`fsspec_utils.utils.polars` API Reference¶

`opt_dtype()`¶

Optimize data types of a Polars DataFrame for performance and memory efficiency.

This function analyzes each column and converts it to the most appropriate data type based on content, handling string-to-type conversions and numeric type downcasting.

Parameters:

Name	Type	Description
`df`	`polars.DataFrame`	The input Polars DataFrame to optimize.
`include`	`list[str]` or `None`	Optional list of column names to include in the optimization process. If None, all columns are considered.
`exclude`	`list[str]` or `None`	Optional list of column names to exclude from the optimization process.
`time_zone`	`str` or `None`	Optional time zone string for datetime parsing.
`shrink_numerics`	`bool`	If True, numeric columns will be downcasted to smaller data types if possible without losing precision.
`allow_unsigned`	`bool`	If True, unsigned integer types will be considered for numeric column optimization.
`allow_null`	`bool`	If True, columns containing only null values will be cast to the Null type.

=======

◆ **PROBLEMS AND TASKS**:
1) In one to three sentences, explain what the opt_dtype reference says the function is for and how it goes about it.
2) Write a continuation of the opt_dtype reference, starting after its last parameter entry.

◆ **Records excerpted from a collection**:
=======

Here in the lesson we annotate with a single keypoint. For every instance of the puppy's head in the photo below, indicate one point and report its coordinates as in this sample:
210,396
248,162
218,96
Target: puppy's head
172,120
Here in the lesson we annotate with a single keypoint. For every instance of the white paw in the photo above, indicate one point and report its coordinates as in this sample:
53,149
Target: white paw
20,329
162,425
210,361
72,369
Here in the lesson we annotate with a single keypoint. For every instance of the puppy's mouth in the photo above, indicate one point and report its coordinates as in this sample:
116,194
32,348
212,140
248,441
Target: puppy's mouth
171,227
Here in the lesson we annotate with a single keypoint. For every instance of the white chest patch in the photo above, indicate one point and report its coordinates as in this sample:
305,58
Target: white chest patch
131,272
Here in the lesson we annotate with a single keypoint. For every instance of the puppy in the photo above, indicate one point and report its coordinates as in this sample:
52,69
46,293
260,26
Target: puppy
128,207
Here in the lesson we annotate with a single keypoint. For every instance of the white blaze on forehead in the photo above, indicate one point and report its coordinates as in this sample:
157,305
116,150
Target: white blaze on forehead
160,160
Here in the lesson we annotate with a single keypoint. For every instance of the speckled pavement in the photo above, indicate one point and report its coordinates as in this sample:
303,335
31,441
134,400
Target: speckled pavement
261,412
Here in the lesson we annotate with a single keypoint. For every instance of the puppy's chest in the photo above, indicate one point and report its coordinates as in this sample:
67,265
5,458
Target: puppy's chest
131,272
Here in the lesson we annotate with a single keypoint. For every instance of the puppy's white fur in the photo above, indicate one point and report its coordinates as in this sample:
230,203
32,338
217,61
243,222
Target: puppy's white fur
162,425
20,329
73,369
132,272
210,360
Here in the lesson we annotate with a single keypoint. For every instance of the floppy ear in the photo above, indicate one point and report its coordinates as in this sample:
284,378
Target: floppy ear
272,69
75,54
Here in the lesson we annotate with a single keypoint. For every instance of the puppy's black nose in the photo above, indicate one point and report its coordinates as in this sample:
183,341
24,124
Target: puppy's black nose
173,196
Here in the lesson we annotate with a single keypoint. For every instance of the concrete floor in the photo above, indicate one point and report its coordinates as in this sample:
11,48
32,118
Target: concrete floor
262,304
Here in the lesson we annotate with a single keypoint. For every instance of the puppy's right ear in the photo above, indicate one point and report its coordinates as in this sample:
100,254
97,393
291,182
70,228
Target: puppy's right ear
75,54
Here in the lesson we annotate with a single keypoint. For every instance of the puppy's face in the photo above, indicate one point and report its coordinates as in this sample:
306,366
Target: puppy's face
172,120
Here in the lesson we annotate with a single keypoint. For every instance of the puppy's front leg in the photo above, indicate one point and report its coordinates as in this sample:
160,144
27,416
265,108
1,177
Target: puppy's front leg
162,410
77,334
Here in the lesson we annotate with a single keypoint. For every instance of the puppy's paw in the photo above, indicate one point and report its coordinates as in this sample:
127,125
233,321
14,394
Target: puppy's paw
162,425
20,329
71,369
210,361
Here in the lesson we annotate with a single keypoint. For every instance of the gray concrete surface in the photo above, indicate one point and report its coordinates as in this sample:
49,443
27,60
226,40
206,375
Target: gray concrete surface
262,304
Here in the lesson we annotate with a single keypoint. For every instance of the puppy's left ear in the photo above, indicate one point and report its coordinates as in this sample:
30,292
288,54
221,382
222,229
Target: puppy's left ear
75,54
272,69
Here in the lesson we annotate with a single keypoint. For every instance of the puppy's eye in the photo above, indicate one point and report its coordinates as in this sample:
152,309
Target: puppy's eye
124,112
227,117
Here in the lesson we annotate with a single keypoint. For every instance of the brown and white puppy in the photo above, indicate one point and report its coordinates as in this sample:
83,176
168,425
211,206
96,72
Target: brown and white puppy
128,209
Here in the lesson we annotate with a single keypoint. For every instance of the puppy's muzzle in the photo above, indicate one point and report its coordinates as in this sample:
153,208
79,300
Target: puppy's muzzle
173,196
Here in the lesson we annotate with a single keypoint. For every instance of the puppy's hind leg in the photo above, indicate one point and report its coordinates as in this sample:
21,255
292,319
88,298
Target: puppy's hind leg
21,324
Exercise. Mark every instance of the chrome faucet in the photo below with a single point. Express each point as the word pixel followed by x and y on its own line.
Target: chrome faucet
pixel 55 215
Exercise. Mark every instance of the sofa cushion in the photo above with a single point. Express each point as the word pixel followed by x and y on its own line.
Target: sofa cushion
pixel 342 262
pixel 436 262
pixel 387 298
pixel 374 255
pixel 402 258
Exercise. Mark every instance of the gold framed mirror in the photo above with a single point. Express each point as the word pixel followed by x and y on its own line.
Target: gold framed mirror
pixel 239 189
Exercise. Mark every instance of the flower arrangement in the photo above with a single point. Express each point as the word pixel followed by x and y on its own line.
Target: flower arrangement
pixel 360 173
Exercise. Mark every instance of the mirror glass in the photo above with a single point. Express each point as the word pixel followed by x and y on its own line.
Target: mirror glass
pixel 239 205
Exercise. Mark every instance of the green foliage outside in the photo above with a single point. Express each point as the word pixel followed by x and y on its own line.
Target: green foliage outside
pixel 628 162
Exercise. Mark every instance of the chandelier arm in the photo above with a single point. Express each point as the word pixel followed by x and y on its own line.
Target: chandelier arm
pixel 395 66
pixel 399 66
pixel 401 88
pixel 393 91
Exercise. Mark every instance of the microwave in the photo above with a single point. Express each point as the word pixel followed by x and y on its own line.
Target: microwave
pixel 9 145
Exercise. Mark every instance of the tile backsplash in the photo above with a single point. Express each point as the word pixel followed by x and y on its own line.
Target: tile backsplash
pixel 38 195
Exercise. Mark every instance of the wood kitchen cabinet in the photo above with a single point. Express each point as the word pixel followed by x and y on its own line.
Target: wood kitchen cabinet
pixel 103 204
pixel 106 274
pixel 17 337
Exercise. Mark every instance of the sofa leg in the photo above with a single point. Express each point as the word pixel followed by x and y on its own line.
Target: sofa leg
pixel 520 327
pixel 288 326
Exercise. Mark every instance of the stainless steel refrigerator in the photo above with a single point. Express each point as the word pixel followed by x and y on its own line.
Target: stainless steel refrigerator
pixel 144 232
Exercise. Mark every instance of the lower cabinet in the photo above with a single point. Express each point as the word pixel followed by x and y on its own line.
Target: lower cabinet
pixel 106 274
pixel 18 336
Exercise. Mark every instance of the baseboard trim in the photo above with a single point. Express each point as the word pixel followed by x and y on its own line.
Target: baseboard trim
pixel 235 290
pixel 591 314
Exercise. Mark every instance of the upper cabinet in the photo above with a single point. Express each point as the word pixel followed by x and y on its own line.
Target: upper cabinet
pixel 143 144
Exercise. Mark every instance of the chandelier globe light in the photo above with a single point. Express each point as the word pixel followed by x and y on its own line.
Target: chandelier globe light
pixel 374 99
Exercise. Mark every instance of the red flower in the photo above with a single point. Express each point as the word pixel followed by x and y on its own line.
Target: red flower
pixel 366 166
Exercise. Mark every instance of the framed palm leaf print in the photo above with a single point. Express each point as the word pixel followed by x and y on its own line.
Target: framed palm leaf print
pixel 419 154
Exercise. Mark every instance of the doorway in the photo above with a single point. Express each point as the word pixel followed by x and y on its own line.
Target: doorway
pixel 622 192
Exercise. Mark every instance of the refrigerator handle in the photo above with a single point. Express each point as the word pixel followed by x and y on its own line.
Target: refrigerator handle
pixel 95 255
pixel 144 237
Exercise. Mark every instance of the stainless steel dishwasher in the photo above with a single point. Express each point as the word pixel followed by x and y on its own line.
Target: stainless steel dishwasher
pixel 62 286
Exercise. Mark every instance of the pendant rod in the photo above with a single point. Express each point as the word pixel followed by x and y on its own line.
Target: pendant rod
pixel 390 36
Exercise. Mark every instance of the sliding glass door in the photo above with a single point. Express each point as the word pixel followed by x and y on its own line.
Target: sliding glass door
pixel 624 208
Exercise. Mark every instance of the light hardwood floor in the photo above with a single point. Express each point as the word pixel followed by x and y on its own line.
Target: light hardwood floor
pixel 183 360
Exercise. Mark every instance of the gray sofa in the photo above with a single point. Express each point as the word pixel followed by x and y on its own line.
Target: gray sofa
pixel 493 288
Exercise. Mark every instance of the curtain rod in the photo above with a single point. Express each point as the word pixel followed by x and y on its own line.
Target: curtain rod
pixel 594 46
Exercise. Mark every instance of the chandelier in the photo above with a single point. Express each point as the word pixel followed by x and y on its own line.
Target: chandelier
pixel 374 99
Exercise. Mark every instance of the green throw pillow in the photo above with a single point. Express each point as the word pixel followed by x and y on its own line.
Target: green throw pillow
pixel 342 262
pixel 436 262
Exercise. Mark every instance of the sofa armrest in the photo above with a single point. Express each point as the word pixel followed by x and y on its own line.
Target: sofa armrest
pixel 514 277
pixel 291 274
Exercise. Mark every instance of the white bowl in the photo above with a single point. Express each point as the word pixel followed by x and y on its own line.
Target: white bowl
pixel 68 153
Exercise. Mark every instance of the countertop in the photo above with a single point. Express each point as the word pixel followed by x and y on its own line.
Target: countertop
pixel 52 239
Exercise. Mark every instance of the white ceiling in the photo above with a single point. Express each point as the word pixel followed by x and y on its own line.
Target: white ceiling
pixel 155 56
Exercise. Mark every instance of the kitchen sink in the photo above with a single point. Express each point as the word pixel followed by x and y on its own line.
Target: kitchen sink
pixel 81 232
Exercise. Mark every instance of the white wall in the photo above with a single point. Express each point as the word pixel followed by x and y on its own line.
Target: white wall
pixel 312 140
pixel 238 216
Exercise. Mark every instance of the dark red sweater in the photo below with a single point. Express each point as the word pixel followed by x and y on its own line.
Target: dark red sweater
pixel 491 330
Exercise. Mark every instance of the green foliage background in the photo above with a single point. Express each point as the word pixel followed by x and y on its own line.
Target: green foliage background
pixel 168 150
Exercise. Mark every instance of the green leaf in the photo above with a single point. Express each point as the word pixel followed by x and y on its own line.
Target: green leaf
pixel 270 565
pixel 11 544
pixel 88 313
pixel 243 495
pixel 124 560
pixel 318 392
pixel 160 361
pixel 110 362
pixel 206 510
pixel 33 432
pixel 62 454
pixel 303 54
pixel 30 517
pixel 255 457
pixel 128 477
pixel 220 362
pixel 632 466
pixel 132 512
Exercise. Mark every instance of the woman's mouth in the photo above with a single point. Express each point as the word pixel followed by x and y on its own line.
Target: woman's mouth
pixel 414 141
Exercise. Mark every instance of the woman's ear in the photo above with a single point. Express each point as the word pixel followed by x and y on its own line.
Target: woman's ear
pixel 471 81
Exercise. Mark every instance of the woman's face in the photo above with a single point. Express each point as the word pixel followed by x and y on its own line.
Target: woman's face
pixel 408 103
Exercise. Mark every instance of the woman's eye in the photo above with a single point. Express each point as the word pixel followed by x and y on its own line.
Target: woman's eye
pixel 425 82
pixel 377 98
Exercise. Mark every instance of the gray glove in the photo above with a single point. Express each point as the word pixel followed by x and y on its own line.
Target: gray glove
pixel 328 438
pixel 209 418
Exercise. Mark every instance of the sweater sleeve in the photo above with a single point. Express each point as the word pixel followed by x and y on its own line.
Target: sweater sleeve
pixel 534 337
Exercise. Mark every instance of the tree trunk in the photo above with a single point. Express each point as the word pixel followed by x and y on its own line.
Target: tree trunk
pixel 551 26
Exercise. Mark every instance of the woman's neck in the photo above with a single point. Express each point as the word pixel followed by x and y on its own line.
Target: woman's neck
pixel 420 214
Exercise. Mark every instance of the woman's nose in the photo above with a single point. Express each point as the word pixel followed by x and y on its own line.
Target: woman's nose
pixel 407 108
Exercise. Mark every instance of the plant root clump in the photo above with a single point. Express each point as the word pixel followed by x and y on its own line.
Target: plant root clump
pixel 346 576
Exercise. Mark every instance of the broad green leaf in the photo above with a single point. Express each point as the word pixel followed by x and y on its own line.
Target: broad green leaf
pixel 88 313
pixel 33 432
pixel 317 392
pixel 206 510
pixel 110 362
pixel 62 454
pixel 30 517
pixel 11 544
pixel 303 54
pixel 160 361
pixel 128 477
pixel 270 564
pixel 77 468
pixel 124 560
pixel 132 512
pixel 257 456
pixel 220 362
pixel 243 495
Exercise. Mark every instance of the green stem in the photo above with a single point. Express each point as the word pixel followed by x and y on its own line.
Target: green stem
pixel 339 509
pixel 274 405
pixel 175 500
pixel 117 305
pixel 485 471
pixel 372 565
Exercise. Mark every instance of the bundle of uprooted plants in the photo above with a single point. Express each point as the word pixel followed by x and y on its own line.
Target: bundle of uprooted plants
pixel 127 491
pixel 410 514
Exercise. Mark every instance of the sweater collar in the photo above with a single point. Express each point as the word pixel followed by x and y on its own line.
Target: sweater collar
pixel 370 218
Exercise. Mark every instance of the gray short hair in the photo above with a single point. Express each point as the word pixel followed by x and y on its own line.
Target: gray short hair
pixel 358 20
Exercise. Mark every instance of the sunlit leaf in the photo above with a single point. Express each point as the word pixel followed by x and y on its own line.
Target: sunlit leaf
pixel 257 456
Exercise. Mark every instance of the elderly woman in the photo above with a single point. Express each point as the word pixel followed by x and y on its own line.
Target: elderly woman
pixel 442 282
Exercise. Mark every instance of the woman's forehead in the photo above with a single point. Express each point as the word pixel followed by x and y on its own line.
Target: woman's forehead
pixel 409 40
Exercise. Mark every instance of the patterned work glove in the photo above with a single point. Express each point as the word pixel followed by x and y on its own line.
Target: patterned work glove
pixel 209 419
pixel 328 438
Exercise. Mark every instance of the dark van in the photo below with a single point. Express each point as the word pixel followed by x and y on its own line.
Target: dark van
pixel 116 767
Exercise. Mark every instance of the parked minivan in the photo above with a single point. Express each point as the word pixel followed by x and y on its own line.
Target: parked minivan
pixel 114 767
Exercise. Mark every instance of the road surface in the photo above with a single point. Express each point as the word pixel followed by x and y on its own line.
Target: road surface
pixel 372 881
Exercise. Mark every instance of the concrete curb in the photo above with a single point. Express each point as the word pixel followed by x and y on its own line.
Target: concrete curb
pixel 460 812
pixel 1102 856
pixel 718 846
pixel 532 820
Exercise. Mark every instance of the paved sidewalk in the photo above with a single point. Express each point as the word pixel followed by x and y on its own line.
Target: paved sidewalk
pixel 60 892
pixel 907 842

=======

◆ **OUTPUTS BY TASK**:
1) The function optimizes a Polars DataFrame's data types for performance and memory efficiency. It analyzes each column and converts it to the most appropriate type based on its content, handling string-to-type conversions and downcasting numeric types.

2)
`strict`	`bool`	If True, an error will be raised if any column cannot be optimized (e.g., due to type inference issues).

Example:

import polars as pl
from fsspec_utils.utils.polars import opt_dtype

df = pl.DataFrame({
    "col_int": ["1", "2", "3"],
    "col_float": ["1.1", "2.2", "3.3"],
    "col_bool": ["True", "False", "True"],
    "col_date": ["2023-01-01", "2023-01-02", "2023-01-03"],
    "col_str": ["a", "b", "c"],
    "col_null": [None, None, None]
})
optimized_df = opt_dtype(df, shrink_numerics=True)
print(optimized_df.schema)
# Expected output similar to:
# Schema({
#     'col_int': Int8,
#     'col_float': Float32,
#     'col_bool': Boolean,
#     'col_date': Date,
#     'col_str': Utf8,
#     'col_null': Null
# })

Returns:

polars.DataFrame: DataFrame with optimized data types

`unnest_all()`¶

Parameters:

Name	Type	Description
`df`	`polars.DataFrame`	The input Polars DataFrame.
`seperator`	`str`	The separator used to flatten nested column names. Defaults to '_'.
`fields`	`list[str]` or `None`	Optional list of specific fields (structs) to unnest. If None, all struct columns will be unnested.

Example:

import polars as pl
from fsspec_utils.utils.polars import explode_all

df = pl.DataFrame({
    "id": [1, 2],
    "values": [[10, 20], [30]]
})
exploded_df = explode_all(df)
print(exploded_df)
# shape: (3, 2)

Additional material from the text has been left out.